» TEXT BLOCK
^^^^^^^^^^^^^^^^

Question 1:
Can your three best salespeople describe what you do in one sentence — and do they all say roughly the same thing?
If the answer is no — or if you're not sure — that's not a sales problem. That's a positioning problem. When the story isn't clear internally, it can't be clear externally. Every channel suffers: ads, content, cold outreach, referrals. All of it.

Question 2:
When a new lead lands on your website, what problem do they see solved — and is that the problem that made them search for you in the first place?
Most SaaS websites describe the product. The best ones describe the moment before someone buys it. If your homepage leads with features, integrations, or "the fastest way to X" — you're speaking to people who already decided to buy. Not to people who are still deciding whether they have the problem.

Question 3:
Who are you losing deals to — and do you know why?
Not "we lost to a bigger competitor" or "they went with a cheaper option." The real answer. If the honest response is "we're not sure" or "prospects go quiet and we don't know why" — that's the foundation talking. Unclear positioning creates invisible objections. Ones your sales team never gets to handle because the buyer disqualifies you before the conversation starts.

Question 4:
What do your best customers say about you — and does your marketing sound anything like that?

^^^^^^^^^^^^^^^^

» EXTRACTED ENTRIES
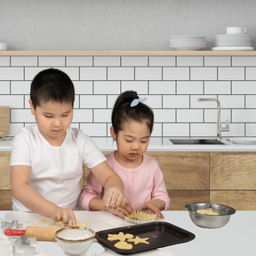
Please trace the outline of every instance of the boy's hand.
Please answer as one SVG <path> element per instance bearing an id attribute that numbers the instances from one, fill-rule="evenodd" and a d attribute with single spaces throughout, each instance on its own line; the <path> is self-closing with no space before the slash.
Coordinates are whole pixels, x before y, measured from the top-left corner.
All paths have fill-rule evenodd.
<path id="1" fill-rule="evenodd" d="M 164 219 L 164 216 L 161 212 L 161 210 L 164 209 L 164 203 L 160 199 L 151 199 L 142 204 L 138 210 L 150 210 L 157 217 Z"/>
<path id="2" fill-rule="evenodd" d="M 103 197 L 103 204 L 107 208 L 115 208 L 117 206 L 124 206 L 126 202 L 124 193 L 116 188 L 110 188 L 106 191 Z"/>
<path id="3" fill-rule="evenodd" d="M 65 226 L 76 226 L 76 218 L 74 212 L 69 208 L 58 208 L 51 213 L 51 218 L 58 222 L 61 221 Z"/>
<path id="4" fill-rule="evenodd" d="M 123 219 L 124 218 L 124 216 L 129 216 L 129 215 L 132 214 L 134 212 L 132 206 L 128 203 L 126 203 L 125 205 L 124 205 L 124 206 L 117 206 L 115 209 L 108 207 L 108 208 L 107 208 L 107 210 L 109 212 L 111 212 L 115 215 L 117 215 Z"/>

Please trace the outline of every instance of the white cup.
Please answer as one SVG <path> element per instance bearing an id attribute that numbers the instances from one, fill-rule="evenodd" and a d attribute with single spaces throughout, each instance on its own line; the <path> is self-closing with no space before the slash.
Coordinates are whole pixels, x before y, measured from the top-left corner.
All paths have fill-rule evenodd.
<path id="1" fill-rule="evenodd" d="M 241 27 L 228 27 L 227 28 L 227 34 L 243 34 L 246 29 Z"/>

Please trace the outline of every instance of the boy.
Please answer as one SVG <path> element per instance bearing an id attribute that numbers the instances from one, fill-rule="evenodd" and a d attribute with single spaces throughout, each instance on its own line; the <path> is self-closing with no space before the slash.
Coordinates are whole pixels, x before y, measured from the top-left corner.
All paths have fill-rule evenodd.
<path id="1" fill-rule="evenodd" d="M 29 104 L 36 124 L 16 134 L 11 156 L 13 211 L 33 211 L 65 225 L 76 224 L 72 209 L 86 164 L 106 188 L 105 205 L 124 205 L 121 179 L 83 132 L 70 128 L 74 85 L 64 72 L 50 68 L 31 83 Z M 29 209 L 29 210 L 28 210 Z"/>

^^^^^^^^^^^^^^^^

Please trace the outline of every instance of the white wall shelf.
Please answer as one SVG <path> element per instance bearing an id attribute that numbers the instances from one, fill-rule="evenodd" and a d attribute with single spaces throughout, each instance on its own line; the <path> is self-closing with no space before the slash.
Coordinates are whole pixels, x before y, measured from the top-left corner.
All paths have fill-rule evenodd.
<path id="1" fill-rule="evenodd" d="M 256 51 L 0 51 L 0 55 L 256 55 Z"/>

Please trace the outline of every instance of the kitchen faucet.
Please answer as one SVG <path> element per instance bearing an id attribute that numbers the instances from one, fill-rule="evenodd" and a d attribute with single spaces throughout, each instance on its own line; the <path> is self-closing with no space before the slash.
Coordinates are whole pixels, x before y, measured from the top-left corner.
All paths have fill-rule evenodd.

^^^^^^^^^^^^^^^^

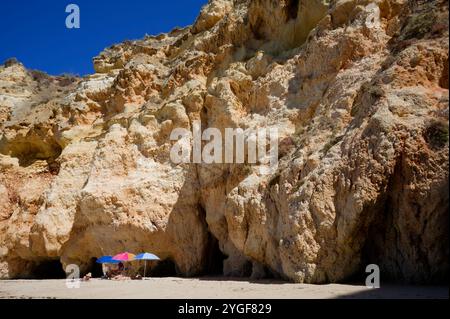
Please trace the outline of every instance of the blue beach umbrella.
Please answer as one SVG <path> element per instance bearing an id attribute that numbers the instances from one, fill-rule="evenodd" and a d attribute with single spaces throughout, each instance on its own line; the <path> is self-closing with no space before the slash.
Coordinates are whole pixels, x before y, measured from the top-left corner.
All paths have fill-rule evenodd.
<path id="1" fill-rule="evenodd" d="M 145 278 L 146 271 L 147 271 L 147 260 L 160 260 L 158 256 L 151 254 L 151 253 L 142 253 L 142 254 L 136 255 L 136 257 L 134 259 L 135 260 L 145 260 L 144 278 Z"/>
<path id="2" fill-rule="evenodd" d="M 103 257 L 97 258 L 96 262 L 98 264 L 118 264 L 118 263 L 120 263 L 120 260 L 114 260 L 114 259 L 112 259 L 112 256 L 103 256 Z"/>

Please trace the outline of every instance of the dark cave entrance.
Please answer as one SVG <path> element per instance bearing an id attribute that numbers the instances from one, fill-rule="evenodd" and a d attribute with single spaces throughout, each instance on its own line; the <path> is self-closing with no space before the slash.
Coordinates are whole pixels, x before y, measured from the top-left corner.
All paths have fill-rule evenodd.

^^^^^^^^^^^^^^^^

» TASKS TO COMPLETE
A - Please copy, word for word, everything in the entries from the line containing "Please trace the outline of every instance of the white cup." down through the line containing "29 104 L 36", including both of those lines.
B - Write what comes next in the text on sales positioning questions, starting right after its last line.

» ANSWERS TO EACH TASK
A -
Please trace the outline of every instance of the white cup.
Please answer as one SVG <path> element per instance bearing an id attribute that numbers the instances from one, fill-rule="evenodd" and a d attribute with single spaces throughout, each instance on its own line; the <path> is self-closing with no space before the slash.
Coordinates are whole pixels, x before y, measured from the top-left corner.
All paths have fill-rule evenodd.
<path id="1" fill-rule="evenodd" d="M 241 27 L 228 27 L 227 28 L 227 34 L 243 34 L 246 29 Z"/>

Please trace the outline of every instance of the boy.
Please answer as one SVG <path> element per instance bearing an id attribute that numbers the instances from one, fill-rule="evenodd" and a d attribute with single spaces throughout, each instance on its own line; the <path> is self-closing with no space before the slash.
Coordinates are whole pixels, x before y, measured from the top-left corner.
All paths have fill-rule evenodd.
<path id="1" fill-rule="evenodd" d="M 29 104 L 36 124 L 16 134 L 11 156 L 13 211 L 33 211 L 65 225 L 76 224 L 72 209 L 86 164 L 106 188 L 105 205 L 124 205 L 121 179 L 83 132 L 70 128 L 74 85 L 64 72 L 50 68 L 31 83 Z M 29 209 L 29 210 L 28 210 Z"/>

B -
This one is uncomfortable. Pull three testimonials or customer quotes. Now read your homepage headline. Read your LinkedIn bio. Read the first line of your last sales email. Does it sound like the same company? Most of the time — it doesn't. The customer language is specific, human, outcome-driven. The marketing language is polished, generic, and forgettable. That gap is where revenue leaks.

Question 5:
Is your pipeline growing — or just getting busier?
More leads, more calls, more proposals. But the same close rate. The same "we need to think about it." The same deals that die in the middle. If activity is up but revenue isn't compounding, you're not solving a volume problem. You're solving a clarity problem. The foundation is unclear — and no amount of execution fixes that.

What your answers mean:
If you answered no or I'm not sure to two or more of these — your foundation has a crack. Not a catastrophic one. But one that's quietly bleeding revenue every month.The good news: it's fixable. And it's almost always faster to fix than founders expect — because the problem isn't the product. The product is usually fine. It's the story around it.
This is exactly what the Broken Foundation Audit call is for.
15 minutes. No pitch.
Just clarity on where the crack is.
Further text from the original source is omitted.